Data to process -
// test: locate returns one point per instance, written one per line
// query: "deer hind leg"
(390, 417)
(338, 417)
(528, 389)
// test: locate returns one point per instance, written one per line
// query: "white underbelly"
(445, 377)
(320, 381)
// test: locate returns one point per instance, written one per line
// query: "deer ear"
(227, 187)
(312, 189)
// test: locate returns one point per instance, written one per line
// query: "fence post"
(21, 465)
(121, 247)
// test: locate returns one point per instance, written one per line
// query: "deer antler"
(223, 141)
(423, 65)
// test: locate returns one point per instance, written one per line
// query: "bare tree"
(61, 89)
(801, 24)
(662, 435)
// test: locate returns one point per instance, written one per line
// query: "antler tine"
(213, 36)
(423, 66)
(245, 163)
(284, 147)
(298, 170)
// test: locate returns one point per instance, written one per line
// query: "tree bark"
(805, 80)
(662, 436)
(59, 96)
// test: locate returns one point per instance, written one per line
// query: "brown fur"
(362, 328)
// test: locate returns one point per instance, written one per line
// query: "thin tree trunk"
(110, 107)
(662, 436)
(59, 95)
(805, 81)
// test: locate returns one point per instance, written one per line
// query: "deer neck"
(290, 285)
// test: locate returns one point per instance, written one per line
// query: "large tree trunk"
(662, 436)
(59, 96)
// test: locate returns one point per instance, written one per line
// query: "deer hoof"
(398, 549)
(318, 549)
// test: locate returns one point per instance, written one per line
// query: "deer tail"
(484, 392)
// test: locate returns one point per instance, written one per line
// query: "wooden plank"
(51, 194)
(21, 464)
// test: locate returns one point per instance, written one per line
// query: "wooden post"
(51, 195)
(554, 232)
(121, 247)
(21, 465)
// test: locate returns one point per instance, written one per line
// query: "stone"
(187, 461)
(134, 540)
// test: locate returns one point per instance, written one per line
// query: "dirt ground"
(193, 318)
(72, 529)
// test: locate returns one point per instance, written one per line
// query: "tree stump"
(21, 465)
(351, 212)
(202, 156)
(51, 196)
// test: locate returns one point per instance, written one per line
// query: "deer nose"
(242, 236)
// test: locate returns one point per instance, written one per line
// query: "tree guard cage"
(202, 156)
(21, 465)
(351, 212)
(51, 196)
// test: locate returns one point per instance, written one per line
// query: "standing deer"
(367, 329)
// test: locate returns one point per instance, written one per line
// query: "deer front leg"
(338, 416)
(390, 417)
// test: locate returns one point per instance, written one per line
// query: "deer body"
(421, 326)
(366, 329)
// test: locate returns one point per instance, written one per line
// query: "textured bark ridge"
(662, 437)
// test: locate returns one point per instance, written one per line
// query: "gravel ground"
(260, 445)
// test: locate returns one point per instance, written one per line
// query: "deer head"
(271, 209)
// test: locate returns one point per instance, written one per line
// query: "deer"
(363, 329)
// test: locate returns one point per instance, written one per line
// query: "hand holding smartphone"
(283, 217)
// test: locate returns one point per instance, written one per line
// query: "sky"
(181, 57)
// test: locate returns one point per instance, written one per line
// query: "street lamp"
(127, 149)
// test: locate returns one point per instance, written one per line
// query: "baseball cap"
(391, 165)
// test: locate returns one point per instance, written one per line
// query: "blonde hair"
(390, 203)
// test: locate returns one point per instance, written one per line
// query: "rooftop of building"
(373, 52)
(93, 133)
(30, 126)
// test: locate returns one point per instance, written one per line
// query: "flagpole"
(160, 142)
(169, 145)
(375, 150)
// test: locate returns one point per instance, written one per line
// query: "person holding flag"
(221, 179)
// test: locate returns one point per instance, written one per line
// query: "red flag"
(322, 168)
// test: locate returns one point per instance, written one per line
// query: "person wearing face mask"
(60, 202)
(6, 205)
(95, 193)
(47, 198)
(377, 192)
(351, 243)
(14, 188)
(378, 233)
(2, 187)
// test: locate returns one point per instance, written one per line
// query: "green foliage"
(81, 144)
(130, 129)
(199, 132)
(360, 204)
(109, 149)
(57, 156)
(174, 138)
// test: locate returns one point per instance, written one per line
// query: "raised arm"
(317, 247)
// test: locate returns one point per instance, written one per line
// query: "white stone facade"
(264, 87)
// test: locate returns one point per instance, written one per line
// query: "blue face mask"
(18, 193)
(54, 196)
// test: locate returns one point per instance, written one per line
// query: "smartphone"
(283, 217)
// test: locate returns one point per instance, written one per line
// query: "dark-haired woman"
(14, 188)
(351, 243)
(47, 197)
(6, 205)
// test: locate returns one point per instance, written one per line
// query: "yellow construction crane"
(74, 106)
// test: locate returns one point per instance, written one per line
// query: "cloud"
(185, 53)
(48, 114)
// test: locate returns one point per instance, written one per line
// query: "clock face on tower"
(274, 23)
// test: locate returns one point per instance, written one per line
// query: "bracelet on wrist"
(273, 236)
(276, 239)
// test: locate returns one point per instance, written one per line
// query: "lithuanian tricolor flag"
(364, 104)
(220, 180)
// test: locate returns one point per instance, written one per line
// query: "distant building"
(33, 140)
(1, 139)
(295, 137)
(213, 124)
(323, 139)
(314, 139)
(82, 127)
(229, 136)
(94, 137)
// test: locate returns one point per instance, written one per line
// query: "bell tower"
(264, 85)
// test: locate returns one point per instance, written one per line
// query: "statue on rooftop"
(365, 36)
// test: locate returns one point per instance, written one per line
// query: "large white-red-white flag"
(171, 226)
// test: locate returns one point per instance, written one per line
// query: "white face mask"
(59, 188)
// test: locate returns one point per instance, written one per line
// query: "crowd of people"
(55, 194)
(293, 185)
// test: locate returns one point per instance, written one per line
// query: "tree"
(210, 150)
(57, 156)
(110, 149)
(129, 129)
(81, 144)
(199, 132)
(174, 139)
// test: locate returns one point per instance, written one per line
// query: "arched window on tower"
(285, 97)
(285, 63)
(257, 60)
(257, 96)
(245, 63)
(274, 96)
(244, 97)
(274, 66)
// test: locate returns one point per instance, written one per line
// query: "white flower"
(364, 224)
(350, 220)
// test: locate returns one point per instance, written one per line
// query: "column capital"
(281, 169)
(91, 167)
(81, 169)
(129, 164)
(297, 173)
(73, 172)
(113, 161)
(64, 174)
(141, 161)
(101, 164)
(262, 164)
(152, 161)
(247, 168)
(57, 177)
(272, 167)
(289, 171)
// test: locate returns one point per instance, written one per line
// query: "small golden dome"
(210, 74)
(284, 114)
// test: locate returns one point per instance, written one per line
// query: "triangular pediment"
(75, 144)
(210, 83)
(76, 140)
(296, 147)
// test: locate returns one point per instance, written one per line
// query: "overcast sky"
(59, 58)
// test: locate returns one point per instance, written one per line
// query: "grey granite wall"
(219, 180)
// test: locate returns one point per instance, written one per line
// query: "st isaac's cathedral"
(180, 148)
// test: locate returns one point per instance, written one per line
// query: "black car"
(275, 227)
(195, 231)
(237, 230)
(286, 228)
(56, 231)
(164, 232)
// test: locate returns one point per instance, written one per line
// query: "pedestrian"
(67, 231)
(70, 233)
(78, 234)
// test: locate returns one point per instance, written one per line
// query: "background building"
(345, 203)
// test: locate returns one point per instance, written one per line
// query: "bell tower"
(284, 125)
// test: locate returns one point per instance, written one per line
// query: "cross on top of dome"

...

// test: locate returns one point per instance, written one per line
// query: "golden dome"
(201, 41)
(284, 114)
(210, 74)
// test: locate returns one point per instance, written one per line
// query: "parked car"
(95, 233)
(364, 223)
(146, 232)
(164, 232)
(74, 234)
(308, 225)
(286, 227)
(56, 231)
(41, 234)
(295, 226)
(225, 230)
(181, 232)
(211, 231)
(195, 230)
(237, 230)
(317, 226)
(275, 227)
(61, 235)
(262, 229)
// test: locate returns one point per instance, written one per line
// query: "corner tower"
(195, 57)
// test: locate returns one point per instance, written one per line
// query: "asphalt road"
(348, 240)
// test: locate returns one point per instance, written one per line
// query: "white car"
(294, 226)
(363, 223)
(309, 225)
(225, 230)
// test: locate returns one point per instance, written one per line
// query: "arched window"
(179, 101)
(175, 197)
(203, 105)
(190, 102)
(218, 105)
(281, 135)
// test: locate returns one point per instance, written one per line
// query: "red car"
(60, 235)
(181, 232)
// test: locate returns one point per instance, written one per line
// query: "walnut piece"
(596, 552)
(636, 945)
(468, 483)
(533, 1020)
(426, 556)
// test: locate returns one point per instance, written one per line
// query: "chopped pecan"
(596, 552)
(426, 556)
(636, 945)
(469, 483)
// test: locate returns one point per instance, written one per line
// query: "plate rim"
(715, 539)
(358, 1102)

* * *

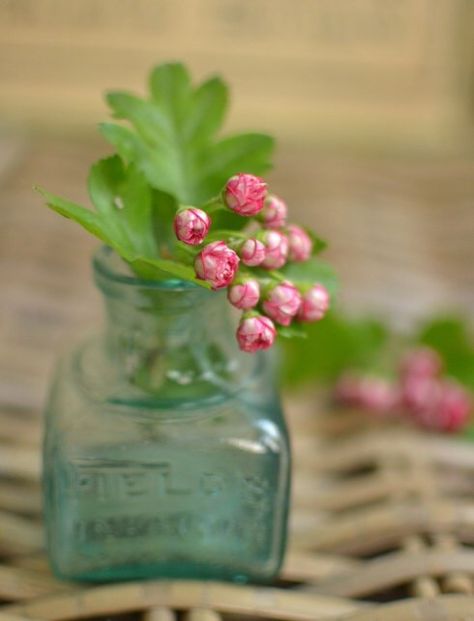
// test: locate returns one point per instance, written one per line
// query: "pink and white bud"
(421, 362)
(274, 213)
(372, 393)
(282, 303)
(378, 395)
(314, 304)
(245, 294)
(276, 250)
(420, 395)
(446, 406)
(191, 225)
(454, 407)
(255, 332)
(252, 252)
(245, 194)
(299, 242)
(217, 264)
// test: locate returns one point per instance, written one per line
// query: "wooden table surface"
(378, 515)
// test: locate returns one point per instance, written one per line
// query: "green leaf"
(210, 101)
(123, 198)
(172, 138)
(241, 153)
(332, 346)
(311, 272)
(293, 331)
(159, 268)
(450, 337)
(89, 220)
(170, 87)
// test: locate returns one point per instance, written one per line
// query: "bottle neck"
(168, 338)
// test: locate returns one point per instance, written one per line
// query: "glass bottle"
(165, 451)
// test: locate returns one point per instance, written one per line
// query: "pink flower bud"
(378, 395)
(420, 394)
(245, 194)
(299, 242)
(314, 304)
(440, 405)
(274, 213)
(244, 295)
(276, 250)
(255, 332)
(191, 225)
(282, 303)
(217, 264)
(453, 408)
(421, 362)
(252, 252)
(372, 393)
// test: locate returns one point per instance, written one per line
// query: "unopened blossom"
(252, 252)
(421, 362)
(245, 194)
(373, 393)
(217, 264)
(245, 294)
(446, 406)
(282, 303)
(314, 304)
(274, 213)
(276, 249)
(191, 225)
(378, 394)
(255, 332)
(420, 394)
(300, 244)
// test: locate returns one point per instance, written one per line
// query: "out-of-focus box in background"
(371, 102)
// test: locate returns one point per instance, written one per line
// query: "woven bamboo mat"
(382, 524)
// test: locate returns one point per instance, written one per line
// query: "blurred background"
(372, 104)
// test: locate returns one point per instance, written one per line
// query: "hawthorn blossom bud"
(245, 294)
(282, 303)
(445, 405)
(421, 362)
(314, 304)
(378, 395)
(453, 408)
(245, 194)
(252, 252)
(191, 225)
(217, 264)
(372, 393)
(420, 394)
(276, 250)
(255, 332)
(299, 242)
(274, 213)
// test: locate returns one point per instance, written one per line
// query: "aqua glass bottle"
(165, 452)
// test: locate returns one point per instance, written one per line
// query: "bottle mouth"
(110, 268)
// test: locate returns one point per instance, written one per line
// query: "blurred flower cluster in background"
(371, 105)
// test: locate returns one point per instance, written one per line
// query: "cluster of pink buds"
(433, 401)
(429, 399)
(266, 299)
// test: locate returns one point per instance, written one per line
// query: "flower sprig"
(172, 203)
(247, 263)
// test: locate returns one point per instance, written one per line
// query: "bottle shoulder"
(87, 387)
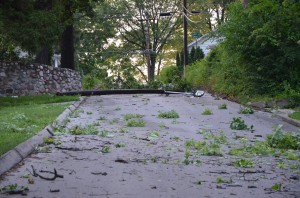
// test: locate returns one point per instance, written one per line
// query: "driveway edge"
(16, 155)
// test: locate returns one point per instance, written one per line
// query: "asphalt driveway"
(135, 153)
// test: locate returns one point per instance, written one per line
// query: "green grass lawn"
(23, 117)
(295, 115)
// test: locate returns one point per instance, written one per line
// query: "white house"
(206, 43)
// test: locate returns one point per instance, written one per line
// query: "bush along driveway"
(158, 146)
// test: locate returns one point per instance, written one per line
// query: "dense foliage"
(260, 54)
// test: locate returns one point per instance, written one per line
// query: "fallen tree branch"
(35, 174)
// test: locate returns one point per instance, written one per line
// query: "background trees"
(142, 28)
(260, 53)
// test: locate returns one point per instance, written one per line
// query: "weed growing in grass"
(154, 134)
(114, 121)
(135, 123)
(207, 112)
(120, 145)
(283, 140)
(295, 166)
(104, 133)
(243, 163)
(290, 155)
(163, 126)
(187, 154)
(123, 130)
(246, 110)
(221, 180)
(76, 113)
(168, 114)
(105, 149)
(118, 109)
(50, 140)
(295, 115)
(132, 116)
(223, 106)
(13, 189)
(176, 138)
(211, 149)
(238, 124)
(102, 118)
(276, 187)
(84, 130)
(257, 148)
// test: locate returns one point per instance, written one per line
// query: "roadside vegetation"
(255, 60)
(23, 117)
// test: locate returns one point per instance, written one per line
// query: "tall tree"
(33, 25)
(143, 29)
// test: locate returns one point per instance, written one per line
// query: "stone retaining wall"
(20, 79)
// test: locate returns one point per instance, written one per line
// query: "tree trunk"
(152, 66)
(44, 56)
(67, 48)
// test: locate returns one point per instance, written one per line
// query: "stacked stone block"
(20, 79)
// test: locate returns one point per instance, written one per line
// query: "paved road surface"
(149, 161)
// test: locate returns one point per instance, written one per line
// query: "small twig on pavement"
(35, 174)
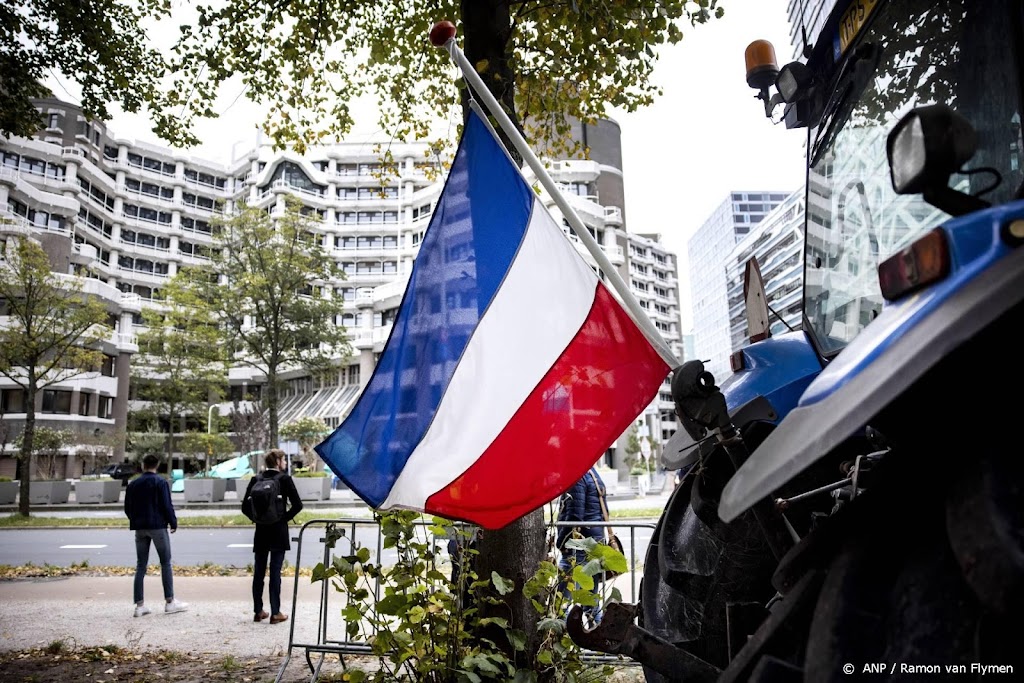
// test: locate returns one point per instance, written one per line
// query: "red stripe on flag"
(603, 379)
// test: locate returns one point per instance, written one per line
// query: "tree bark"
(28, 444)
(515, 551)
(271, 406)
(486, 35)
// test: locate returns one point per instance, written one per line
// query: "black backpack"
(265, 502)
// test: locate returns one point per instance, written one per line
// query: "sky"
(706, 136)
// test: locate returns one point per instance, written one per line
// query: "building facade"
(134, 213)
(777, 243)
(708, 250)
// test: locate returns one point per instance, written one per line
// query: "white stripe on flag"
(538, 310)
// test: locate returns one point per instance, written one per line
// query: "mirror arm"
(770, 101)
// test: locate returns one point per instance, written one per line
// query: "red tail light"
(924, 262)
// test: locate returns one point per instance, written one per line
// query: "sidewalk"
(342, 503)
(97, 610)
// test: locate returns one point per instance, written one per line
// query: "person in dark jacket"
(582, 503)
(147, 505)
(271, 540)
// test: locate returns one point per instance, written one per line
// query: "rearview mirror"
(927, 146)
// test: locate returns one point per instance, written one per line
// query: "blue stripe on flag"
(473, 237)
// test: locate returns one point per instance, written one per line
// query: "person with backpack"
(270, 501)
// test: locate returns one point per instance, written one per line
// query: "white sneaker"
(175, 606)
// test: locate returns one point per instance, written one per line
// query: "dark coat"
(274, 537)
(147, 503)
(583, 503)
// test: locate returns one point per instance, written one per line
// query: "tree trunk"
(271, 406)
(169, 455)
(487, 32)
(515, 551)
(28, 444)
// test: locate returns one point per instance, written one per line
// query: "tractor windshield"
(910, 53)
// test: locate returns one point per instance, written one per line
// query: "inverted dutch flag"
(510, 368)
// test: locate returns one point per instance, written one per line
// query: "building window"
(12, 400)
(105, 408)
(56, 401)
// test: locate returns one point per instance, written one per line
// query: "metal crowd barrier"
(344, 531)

Stated exercise - Can you gather every line above that includes the string "window"?

Answer to this exercise -
// query: "arched window on tower"
// query: "arched window"
// query: "building window"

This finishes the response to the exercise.